#### RECORDS TO PROCESS ####
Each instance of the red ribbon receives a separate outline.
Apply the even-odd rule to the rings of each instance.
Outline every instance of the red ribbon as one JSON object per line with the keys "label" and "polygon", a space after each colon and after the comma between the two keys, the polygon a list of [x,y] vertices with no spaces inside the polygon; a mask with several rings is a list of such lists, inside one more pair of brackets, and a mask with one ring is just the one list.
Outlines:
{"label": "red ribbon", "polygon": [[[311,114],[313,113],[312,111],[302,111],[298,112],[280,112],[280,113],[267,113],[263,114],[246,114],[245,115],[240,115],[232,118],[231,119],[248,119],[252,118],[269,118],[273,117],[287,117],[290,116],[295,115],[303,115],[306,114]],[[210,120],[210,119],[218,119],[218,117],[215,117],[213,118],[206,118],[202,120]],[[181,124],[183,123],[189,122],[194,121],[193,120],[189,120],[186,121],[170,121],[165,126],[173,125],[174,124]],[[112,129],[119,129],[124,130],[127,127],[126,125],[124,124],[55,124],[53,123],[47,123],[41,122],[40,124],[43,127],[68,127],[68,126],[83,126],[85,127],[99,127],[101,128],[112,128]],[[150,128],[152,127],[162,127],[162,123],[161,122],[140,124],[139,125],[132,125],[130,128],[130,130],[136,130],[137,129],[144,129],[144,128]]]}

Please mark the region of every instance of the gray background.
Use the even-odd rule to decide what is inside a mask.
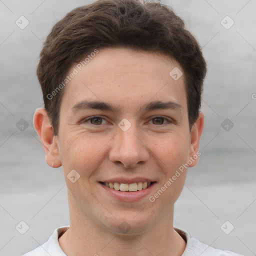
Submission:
####
* _WHAT IS ASKED_: Output the line containing "Please mark the" along with every line after it to the end of the material, exactly as written, but without pictures.

* _FINISHED EXERCISE_:
Please mark the region of every instance of the gray background.
Use the even-odd rule to decide what is inside a mask.
Submission:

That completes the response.